ACTIONS TO TAKE:
- 1) From the covariance text, list every key that appears inside a \cite, \ref, or \label command.
- 2) Gather every line of the entries that contains the string "gear". Case counts.

SUPPLIED TEXT:
○ ○ ○ ○ ○
These systematics are modelled as
\begin{equation}
w^{\prime}(\theta) = w(\theta) + A_{1} \Delta w_{\rm method}(\theta) + A_{2} w_{\rm r. \, s. \, bias}(\theta) \,,
\end{equation}
where $\Delta w_{\rm method}(\theta)$ is the difference between two systematics correction methods: Iterative Systematic Decontamination (\isd) and Elastic Net (\enet), and $w_{\rm r. \, s. \, bias}(\theta)$ is the residual systematic bias measured on Log-normal mocks. Both terms are presented in detail in \cite{y3-galaxyclustering}. Also note that here $A_{1}$ and $A_{2}$ are arbitrary amplitudes.
We analytically marginalise over these terms assuming a unit Gaussian as the prior on the amplitudes $A_{1}$ and $A_{2}$. The measured difference is a $1\sigma$ deviation from the prior center. The final additional covariance term to be added to the \textit{fiducial} covariance is:
\begin{equation}
\Delta \mathbfcal{C} = {\bf \Delta w_{\rm method}} {\bf \Delta w_{\rm method}}^{T} \ + \ {\bf w_{r. \, s. \, bias}} {\bf w_{r. \, s. \, bias}}^{T} \,.
\end{equation}
The systematic contribution to each tomographic bin is treated as independent so the covariance between lens bins is not modified.
\subsubsection{Point mass analytic marginalization}
\label{sec:cov_pm}
As mentioned in \S\ref{sec:pm_theory}, we modify the inverse covariance to perform analytic marginalization over the PM parameters. As detailed in \cite{MacCrann:2019ntb}, using the generalization of the Sherman-Morrison formula, this procedure changes our \textit{fiducial} inverse-covariance ${\mathbfcal{C}}^{-1}$ to ${\mathbfcal{C}}^{-1}_{\rm wPM}$ as follows:
\begin{linenomath*}
\begin{equation}
{\mathbfcal{C}}^{-1}_{\rm wPM} = {\mathbfcal{C}}^{-1} - {\mathbfcal{C}}^{-1} {\mathbfcal{U}} ({\mathbfcal{I}} + {\mathbfcal{U}}^{\rm T} {\mathbfcal{C}}^{-1} {\mathbfcal{U}})^{-1} {\mathbfcal{U}}^{\rm T} {\mathbfcal{C}}^{-1} \,.
○ ○ ○ ○ ○
RECORDS SHOWN:
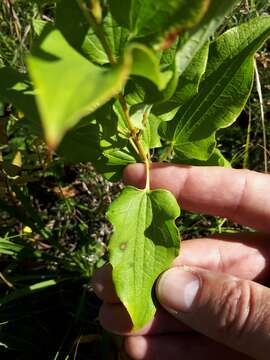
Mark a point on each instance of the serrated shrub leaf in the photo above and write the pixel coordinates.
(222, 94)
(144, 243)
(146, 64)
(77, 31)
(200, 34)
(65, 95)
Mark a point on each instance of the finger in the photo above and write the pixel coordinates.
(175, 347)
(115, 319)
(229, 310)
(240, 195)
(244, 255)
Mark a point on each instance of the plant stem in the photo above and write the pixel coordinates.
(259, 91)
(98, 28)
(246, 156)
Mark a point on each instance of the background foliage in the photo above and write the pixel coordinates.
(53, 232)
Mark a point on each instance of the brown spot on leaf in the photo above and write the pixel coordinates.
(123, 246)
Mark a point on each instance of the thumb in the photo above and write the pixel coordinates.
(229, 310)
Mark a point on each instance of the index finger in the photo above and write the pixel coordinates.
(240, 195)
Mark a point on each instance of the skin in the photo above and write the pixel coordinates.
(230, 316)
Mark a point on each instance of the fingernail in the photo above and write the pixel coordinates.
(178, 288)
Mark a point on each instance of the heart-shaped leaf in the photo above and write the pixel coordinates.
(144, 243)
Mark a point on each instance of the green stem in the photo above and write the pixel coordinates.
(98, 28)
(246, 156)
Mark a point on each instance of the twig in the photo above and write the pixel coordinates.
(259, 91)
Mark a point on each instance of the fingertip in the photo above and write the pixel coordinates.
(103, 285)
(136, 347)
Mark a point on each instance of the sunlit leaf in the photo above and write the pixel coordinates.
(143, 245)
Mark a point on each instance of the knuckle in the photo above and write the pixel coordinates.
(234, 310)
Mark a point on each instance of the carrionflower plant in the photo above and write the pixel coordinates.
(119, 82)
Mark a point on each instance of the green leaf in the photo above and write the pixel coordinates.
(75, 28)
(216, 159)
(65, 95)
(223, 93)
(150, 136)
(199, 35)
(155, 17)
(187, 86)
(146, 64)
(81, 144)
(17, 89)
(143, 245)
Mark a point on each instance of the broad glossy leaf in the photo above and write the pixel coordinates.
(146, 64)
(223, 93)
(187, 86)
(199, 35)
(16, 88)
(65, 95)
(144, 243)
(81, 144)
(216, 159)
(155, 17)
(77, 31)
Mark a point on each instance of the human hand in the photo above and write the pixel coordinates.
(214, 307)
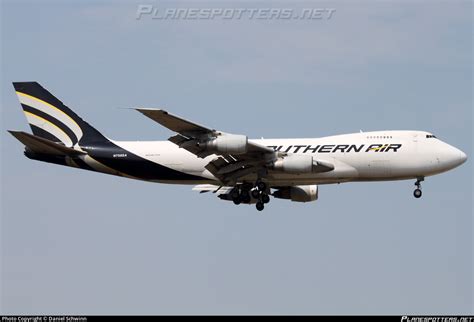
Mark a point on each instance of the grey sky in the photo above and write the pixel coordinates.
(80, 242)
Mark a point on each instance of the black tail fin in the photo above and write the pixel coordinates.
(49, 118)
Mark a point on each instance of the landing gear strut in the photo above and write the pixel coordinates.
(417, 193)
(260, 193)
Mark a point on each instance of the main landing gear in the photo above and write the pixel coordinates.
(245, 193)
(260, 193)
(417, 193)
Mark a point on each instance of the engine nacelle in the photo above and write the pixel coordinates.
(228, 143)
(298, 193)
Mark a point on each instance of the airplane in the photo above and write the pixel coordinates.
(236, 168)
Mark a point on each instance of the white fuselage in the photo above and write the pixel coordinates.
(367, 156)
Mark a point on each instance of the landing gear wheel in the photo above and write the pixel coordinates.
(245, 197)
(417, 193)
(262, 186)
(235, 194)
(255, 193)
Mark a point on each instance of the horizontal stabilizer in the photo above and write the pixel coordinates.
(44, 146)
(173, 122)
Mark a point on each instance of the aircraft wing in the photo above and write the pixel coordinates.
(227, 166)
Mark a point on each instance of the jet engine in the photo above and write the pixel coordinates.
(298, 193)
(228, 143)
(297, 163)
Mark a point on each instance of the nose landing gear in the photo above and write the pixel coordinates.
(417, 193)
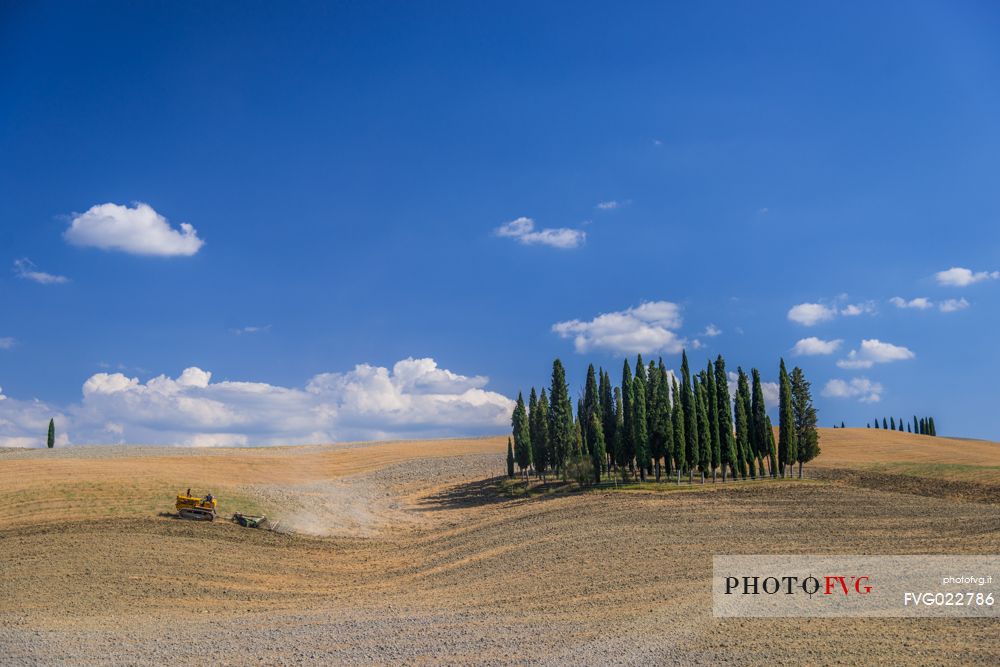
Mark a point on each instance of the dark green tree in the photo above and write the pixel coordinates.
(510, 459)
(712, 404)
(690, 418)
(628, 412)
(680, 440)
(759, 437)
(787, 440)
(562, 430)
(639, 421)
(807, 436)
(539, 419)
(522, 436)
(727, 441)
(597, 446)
○ ○ ○ ○ ○
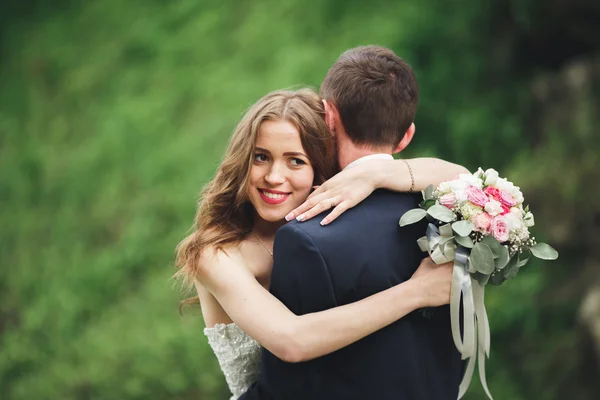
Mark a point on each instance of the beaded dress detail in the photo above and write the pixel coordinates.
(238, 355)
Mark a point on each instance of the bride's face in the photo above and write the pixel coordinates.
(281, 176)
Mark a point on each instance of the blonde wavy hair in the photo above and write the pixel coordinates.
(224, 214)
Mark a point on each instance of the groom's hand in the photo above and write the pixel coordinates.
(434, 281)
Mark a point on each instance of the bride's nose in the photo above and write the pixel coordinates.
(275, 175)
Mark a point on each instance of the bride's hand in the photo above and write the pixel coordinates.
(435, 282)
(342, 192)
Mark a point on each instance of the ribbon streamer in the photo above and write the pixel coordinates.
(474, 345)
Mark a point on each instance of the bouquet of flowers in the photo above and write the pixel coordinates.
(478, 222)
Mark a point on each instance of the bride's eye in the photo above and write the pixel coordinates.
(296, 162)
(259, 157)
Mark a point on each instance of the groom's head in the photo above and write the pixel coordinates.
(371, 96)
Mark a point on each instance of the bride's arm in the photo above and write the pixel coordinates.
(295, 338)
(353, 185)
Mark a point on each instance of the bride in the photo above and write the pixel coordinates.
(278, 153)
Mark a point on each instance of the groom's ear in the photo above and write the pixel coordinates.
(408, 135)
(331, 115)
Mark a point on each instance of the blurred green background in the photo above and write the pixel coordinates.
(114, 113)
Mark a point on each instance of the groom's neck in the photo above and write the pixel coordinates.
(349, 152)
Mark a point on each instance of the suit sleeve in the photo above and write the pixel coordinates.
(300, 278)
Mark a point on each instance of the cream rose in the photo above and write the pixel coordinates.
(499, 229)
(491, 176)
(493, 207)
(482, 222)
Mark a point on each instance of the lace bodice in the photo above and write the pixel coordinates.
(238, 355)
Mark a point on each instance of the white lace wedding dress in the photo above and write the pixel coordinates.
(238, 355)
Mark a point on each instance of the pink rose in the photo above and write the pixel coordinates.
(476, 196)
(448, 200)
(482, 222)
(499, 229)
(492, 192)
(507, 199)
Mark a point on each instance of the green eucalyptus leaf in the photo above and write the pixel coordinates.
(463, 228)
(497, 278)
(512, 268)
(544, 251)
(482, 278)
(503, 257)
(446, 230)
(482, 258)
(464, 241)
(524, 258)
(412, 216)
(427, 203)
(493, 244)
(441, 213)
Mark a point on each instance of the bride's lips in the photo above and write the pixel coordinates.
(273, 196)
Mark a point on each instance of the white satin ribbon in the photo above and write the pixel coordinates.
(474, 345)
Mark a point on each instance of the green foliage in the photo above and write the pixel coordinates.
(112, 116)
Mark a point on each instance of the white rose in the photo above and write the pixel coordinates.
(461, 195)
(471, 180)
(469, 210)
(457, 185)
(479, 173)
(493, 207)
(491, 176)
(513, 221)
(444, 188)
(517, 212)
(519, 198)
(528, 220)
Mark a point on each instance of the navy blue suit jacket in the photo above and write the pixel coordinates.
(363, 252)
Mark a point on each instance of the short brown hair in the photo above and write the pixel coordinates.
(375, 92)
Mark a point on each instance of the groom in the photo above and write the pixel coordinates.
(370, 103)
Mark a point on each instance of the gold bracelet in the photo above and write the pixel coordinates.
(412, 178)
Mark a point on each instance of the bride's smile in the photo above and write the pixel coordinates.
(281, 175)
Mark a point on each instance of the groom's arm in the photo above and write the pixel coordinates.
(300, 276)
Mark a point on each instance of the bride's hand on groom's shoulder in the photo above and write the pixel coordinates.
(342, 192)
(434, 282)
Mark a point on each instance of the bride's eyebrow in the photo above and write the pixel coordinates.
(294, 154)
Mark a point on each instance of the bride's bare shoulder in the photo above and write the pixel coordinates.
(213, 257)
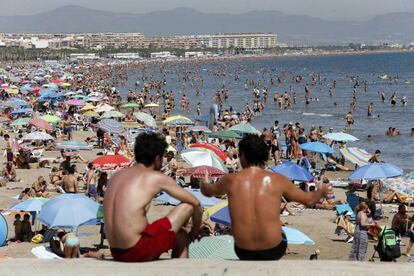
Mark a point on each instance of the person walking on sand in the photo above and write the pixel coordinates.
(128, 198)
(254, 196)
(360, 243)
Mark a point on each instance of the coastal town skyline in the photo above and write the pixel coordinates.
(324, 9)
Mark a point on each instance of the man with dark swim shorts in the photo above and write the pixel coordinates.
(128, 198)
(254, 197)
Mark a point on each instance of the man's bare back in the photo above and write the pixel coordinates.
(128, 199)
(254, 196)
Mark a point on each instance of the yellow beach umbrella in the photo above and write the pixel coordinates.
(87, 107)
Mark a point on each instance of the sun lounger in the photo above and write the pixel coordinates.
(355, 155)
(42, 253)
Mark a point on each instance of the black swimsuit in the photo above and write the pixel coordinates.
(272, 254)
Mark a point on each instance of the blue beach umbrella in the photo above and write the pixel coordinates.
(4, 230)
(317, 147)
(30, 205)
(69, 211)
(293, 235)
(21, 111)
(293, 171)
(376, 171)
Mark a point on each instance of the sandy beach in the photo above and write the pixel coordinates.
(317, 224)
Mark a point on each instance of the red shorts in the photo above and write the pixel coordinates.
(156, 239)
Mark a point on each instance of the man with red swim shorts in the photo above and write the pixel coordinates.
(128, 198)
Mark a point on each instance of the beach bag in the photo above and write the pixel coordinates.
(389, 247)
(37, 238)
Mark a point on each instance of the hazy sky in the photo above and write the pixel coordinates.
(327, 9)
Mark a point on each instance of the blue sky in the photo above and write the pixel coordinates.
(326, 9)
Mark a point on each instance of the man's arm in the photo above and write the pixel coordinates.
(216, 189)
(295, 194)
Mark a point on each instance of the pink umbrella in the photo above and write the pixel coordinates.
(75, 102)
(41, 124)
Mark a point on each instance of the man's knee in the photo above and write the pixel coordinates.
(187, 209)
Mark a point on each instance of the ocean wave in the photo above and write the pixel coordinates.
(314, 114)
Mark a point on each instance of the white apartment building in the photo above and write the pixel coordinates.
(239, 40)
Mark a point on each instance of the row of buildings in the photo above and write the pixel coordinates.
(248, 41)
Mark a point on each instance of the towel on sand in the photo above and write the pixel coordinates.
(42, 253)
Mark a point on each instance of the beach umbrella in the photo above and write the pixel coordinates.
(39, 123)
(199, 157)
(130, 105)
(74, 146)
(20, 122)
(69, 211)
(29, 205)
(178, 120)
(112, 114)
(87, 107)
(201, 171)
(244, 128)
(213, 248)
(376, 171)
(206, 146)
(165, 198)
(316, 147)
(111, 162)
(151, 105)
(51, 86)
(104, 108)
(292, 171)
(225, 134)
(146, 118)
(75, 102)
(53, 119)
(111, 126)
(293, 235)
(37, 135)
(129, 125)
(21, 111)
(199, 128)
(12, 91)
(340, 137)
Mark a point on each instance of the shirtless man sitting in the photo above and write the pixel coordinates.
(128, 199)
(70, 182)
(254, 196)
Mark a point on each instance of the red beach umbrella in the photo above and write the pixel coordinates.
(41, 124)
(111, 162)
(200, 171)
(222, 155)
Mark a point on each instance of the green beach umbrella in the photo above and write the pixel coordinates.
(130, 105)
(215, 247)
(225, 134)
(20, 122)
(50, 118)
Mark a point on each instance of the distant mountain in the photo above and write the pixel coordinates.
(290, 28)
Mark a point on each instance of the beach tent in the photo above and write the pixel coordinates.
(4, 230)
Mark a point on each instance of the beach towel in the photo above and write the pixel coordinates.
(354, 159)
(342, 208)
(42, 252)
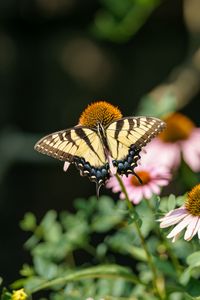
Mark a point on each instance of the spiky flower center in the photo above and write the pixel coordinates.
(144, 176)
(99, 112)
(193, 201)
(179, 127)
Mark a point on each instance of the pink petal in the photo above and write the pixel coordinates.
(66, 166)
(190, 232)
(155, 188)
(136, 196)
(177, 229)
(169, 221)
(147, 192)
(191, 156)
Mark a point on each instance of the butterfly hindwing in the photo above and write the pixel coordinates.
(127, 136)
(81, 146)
○ ○ ○ ○ ○
SOLUTIONS TO THE EXERCISE:
- 1)
y3-galaxyclustering
MacCrann:2019ntb
sec:pm_theory
sec:cov_pm

- 2)
Mark a point on each instance of the landing gear strut in the photo above and write the pixel coordinates.
Mark a point on each instance of the main landing gear in the photo above and write the pixel coordinates.
Mark a point on each instance of the landing gear wheel in the photo above and write the pixel coordinates.
Mark a point on each instance of the nose landing gear in the photo above and write the pixel coordinates.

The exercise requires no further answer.